__Set problem__: Reproduce the full listing below unchanged, apart from the pictures.

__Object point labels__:
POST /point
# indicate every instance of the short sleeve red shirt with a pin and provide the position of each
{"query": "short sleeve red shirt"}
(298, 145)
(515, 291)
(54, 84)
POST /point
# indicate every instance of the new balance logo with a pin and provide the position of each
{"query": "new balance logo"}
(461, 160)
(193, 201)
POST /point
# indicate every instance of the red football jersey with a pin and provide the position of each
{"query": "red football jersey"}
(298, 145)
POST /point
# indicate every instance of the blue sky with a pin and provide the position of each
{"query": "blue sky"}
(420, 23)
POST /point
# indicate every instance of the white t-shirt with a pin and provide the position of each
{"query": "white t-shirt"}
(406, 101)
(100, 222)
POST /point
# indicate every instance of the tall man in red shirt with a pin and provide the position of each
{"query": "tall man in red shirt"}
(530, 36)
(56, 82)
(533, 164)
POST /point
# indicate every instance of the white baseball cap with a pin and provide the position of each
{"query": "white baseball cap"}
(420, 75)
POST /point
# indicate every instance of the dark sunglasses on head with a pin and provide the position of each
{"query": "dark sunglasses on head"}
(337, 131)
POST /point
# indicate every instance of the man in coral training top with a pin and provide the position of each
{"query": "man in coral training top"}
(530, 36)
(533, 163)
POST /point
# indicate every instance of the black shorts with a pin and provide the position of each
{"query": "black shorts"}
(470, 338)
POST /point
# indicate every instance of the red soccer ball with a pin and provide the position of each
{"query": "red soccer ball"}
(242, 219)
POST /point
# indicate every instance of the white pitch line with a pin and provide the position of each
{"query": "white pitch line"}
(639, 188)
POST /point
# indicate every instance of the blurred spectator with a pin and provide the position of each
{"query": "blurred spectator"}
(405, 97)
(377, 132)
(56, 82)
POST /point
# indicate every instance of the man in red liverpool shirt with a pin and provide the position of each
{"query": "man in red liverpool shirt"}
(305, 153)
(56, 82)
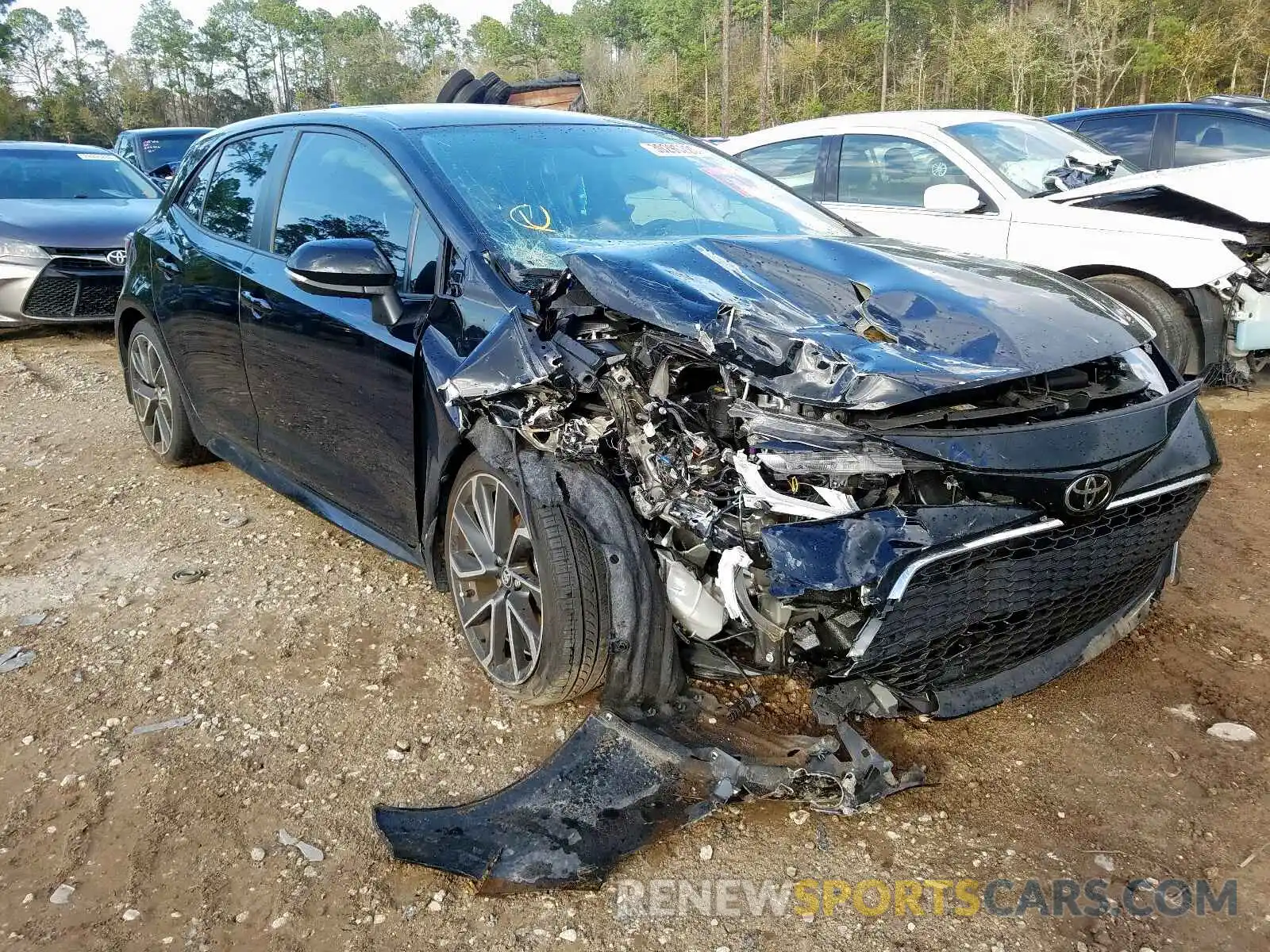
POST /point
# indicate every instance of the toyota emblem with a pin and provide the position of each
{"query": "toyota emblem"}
(1089, 493)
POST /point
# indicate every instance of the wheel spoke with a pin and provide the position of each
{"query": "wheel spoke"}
(144, 399)
(137, 362)
(524, 631)
(529, 582)
(498, 632)
(163, 423)
(498, 601)
(478, 545)
(484, 505)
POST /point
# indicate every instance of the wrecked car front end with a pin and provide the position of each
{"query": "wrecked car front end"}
(924, 482)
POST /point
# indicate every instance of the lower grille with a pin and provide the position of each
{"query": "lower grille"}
(67, 298)
(976, 615)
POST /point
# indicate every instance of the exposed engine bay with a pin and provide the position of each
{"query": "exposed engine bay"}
(718, 470)
(924, 505)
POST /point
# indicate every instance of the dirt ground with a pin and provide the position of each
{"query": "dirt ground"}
(305, 658)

__Completed exercise__:
POST /point
# indicate every instance of the short sleeve red shirt with a pin and provide the position of each
{"query": "short sleeve red shirt"}
(298, 145)
(515, 291)
(54, 84)
POST /point
# indicate every instance of the new balance logo with a pin and provide the position of each
{"query": "new balance logo"}
(461, 160)
(193, 201)
POST /point
# indicate every instance of the red football jersey with a pin and provide the position of each
{"query": "red football jersey"}
(298, 145)
POST /point
# indicate every instance of the blue sky with a pin and provide the position of each
{"query": "blue sky"}
(420, 23)
POST /point
# indicate every instance of the white t-shirt with a pin and provide the position of each
{"query": "white t-shirt"}
(406, 101)
(100, 222)
POST /point
# indicate every instance of the tall man in red shirt with a pin and provide the position of each
{"query": "tall man in red shirt"}
(530, 36)
(56, 82)
(533, 164)
POST /point
# indicate every instance of the white baseball cap with a pin and provide the position of each
{"query": "white baseball cap"}
(420, 75)
POST /point
# indicate every instance of the dark sunglasses on head with a pin and provide the position of each
{"query": "dark sunglasses on head"}
(337, 131)
POST /point
# indicate every instance of the man in coral training top with a pin and provide the position of each
{"query": "man in coral training top"}
(530, 36)
(533, 163)
POST /point
# indicate every instance of the black shorts with a pin and provide the position of each
{"query": "black shorts"}
(470, 338)
POST /point
# indicate every instance of the red soccer ball with a pin and provide the position of each
{"query": "red soccer ball"}
(242, 219)
POST /point
# indicate every instance of the white pitch line with a pin and provide the position of each
{"query": "white pitch line"}
(639, 188)
POST /point
# indicate every instance of the blurred spectator with a pin and provide the position of each
{"query": "blurred spectator"}
(405, 97)
(377, 132)
(56, 82)
POST /point
# indicate every instance of the man in red liverpool shirt with a pin and provide the position of each
{"query": "man in red liverpool shirt"}
(305, 153)
(56, 82)
POST /point
# indicate every instance of the toyota emblem with a pin and provide the position of each
{"query": "toyota emblem"}
(1089, 493)
POST /point
# indicate every instance of the wheel spoke with a pin and provide the position of each
{"query": "wheel spoke"}
(144, 399)
(137, 362)
(524, 631)
(529, 582)
(498, 632)
(163, 423)
(498, 601)
(478, 545)
(484, 505)
POST /point
# indicate every instance of the wrecked car front end with a pin and provide the position of each
{"query": "wrecked car front end"}
(924, 482)
POST /point
# indicate every instance of the lower grille with a pin and provide the position of each
{"query": "lower grille"}
(67, 298)
(976, 615)
POST /point
# indicate every instance of the exposed engine bay with a pin and provide the position of each
{"query": "exposed engine bay"}
(718, 470)
(924, 505)
POST /point
# indicate every instance of the dirt ground with a pin and provide the position of each
{"query": "dirt ground"}
(305, 658)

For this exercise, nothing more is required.